# Aggettivi sostantivati



## Passante

Carissimi, una domanda per voi:
ci sono dei limiti nel sostantivare un aggettivo dati da una qualche regola o tale limite è solo dato dall'uso e consuetudine?

Nel caso specifico si trattava di un participio presente che in vocabolario aveva dicitura solo di aggettivo a differenza di altri con dicitura anche di sostantivo. Data la definizione del vocabolario se ne contestava un tale uso sostantivato come se la regola generale valesse solo se contemplata da dizionario. 

Mi sapreste quindi spiegare se si debba guardare solo il dizionario o si possa essere più liberi nel suo uso, ovviamente tenendo fisso il significato della frase?

Grazie in anticipo


----------



## Paulfromitaly

Passante said:


> Nel caso specifico si trattava di un participio presente


Quale participio?


----------



## lorenzos

Non credo proprio ci sia una regola, ed essendo l'italiano una lingua viva anche l'uso e le consuetudini possono offrire margini di libertà.
Ad esempio, _incravattato _è dato solo come aggettivo ma nessuno mi vieta di dire o anche scrivere "_l'incravattato della compagnia parlò col gestore_" ...ma con _plastificato _non saprei che frase inventare.
Insomma, nel caso specifico, concordo con Paul.


----------



## Paulfromitaly

Quale participio presente?


----------



## lorenzos

Ops... chiedo scusa, mi ero volto al passato, al presente è più difficile.


----------



## Passante

Paulfromitaly said:


> Quale participio presente?


Fervente (scusa il forum non mi ha trasmesso che ci erano stati aggiornamenti)

L'avevo sostantivato per non ripetere uomo/ fedele/devoto o altro. Ero partita da Quell'uomo è un vero fervente.

E avevo proseguito poi con:
Nella folla dei presenti in preghiera si alzò un adorante della Madonna che inneggiò un cantico. Era chiaro a tutti che fosse un Fervente, ma non era necessario che lo mostrasse platealmente a tutti.

Ammetto che è volutamente forzata, ma a fronte di un 'è sbagliata' non riesco a ravvisare l'errore. Se di uso sgrammaticale si tratta, qual'è la regola che me lo imporrebbe?


----------



## Pietruzzo

Passante said:


> Ammetto che è volutamente forzata, ma a fronte di un 'è sbagliata' non riesco a ravvisare l'errore. Se di uso sgrammaticale  si tratta, qual'è la regola che me lo imporrebbe?


Per me "fervente" è un aggettivo, non un nome. Si può parlare di un fervente nazista o di un fervente tifoso del Milan ma "un fervente" che cos'è? La prima regola da seguire, specialmente quando si danno suggerimenti a dei non madrelingua, è quella di usare termini attestati e consolidati e non "volutamente forzati".


Passante said:


> si alzò un adorante della Madonna che inneggiò un cantico.


Lasciando sospeso il giudizio su "un adorante" devo comunque rilevare che "inneggiare" non è transitivo. Forse intendevi "intonò un cantico"?


----------



## Passante

La forzatura era proprio relativa all'aggiunta di più aggettivi sostantivati non tanto al termine in sé e ad un tono sicuramente non usuale del parlato.

DATI RACCOLTI |
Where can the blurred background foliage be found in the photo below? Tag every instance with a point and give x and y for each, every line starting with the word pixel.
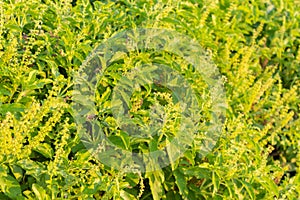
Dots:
pixel 255 45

CONSEGNA 1 |
Per ciascuna delle affermazioni seguenti, indica con sì o no se concorda con la discussione sugli aggettivi sostantivati e cita alla lettera le parole del testo che lo stabiliscono. (a) Secondo lorenzos esiste una regola precisa sulla sostantivazione degli aggettivi. (b) Nel vocabolario il participio presente in questione compariva soltanto come aggettivo. (c) Pietruzzo osserva che "inneggiare" è un verbo transitivo.
CONSEGNA 2 |
Nella discussione sugli aggettivi sostantivati, quale verbo suggerisce Pietruzzo al posto di "inneggiò" nella frase sul cantico?
CONSEGNA 3 |
Scrivi il seguito della discussione sugli aggettivi sostantivati, a partire dall'ultimo messaggio riportato.

SOLUZIONE 1 |
(a) No: «Non credo proprio ci sia una regola».
(b) Sì: «in vocabolario aveva dicitura solo di aggettivo».
(c) No: «devo comunque rilevare che "inneggiare" non è transitivo».

SOLUZIONE 2 |
Suggerisce "intonò", cioè "intonò un cantico".

SOLUZIONE 3 |
PS. inneggiare in Vocabolario - Treccani 3 raro e antico con valore transitivo.. Su un contesto del genere pensavo di potermelo permettere magari ho osato troppo.


----------



## lorenzos

Secondo me sì, hai osato troppo. Se non ti offendi, in amicizia, aggiungo che tutta la frase mi pare una (pessima) traduzione automatica.
Comunque, alla domanda 


Passante said:


> ci sono dei limiti nel sostantivare un aggettivo dati da una qualche regola o tale limite è solo dato dall'uso e consuetudine?


risponderei con un deciso no: gli unici limiti, oltre all'uso e alla consuetudine, mi paiono il buonsenso e il bello stile.


----------



## giginho

Mi permetto di intromettermi essendo anche io parte del thread nel forum Eng-It da cui è stata generata questa domanda.

La frase contestata era: "quell'uomo è un vero fervente"

C'era chi diceva che fervente non può essere usato come sostantivo.

Cosa ne pensate?

PS: per completezza a questo link trovate il thread da cui si è generato il tutto


----------



## ohbice

Passante said:


> Quell'uomo è un vero fervente. Nella folla dei presenti in preghiera si alzò un adorante della Madonna che inneggiò un cantico. Era chiaro a tutti che fosse un Fervente, ma non era necessario che lo mostrasse platealmente a tutti.


Sulla domanda specifica non saprei cosa dire. Nella frase ci sono cose che mi danno decisamente più fastidio: _adorante della Madonna_, _platealmente a tutti _(che mi pare un pleonasmo), la ripetizione di _a tutti_...
Nella frase _Era chiaro a tutti che fosse un fervente _non mi sembra di sentire il preblema dell'aggettivo sostantivato; mi sembra piuttosto che _fervente _non voglia dire nulla senza una specificazione. Era chiaro a tutti che fosse un fervente de che?


----------



## Passante

lorenzos said:


> la frase mi pare una (pessima) traduzione automatica.


Non mi offendo ci mancherebbe, posso chiedere che cosa intendi con automatica? 
Come si fa in matematica ho fatto un esempio 'per assurdo' per verificare la correttezza o meno dell'enunciato, ma mi rendo conto della forzatura, tutto qui. 



ohbice said:


> era chiaro a tutti che fosse un fervente de che?


Un uomo che ferve/che arde (=fervente) di passione per la fede. Meglio?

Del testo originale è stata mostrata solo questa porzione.